Written task a | Reproduce word for word the part of the records that opens with the line containing "Report one dot per instance of the bollard" and runs through the end of the records, including both of those end lines.

Given passage |
Protocol Participants:

We fix a nonempty set of CLIENT and a specific SERVER in the PAKE protocol. Either a client or a server may have many instances, called oracles, involved in distinct, concurrent executions of the PAKE protocol. We denote an instance i of a client as ${\prod }_C^i$ and an instance j of a server as ${\prod }_S^j$.

Session Identity (SID) and Partner Identity (PID):

The session identity is used to uniquely name the ensuing session. $\mathbf{SID}({\prod }_U^i)$ is the concatenation of all flows with the oracle ${\prod }_U^i$. $\mathbf{PID}({\prod }_U^i)=U^{\prime }$, denoted as ${\prod }_U^i$, is communication with an instance of participant $U^{\prime }$. For example, for the oracles ${\prod }_C^i$ and ${\prod }_S^j$, their own $\mathbf{SID}({\prod }_C^i)$ and $\mathbf{SID}({\prod }_S^j)$ equals $\langle id,R_c\oplus H(id,pw)|S,R_s,H(K,R_c)|id,H(K,R_s)\rangle$, $\mathbf{PID}({\prod }_C^i)$ equals S, and $\mathbf{PID}({\prod }_S^j)$ equals $id$ in the PAKE protocol. The $\mathbf{SID}$ and $\mathbf{PID}$ are public, and an adversary can just listen in on the wire and construct it.

Accepting and Terminating:

There are two states, accept $\mathbf{ACC}({\prod }_U^i)$ and terminate $\mathbf{TERM}({\prod }_U^i)$, for an oracle ${\prod }_U^i$. When an oracle has enough information to compute the session key $SK$, the state of $\mathbf{ACC}({\prod }_U^i)$ is set to true. An oracle can accept at any time and it accepts at most once. When an oracle sends or receives the last message of the protocol, receives an invalid message, or misses an expected message, the state of $\mathbf{TERM}({\prod }_U^i)$ is set to true. As soon as an oracle terminates, it will not send out any message.

Oracle Queries (Adversary’s Capabilities):

An adversary has an endless supply of oracles and makes various queries to them. Each query models a capability of the adversary. The more types of query, the more security requirements, such as forward secrecy, known-key security, etc., that the protocol can satisfy. In the following, there are six types of queries that adversary can make.

Stored rows |
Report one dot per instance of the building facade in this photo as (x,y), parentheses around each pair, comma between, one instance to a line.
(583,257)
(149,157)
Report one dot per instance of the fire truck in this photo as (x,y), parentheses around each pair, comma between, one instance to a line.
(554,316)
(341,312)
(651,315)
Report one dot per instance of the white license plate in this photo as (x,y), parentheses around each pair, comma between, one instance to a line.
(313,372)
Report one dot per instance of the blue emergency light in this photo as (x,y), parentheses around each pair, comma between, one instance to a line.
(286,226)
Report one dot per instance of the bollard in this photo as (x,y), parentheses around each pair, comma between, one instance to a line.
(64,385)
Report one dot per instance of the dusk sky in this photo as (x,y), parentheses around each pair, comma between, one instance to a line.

Written task b |
Answer these questions from the PAKE protocol excerpt:
(i) According to the excerpt, what is the session identity of an oracle formed from?
(ii) At most how many times can an oracle accept?
(iii) How many types of queries does the excerpt say the adversary can make?

Full output a |
Report one dot per instance of the bollard in this photo as (x,y), parentheses around each pair, comma between, one instance to a line.
(64,385)
Report one dot per instance of the dusk sky in this photo as (x,y), parentheses around each pair, comma between, one instance to a line.

Full output b |
(i) The concatenation of all flows with that oracle.
(ii) Once.
(iii) Six.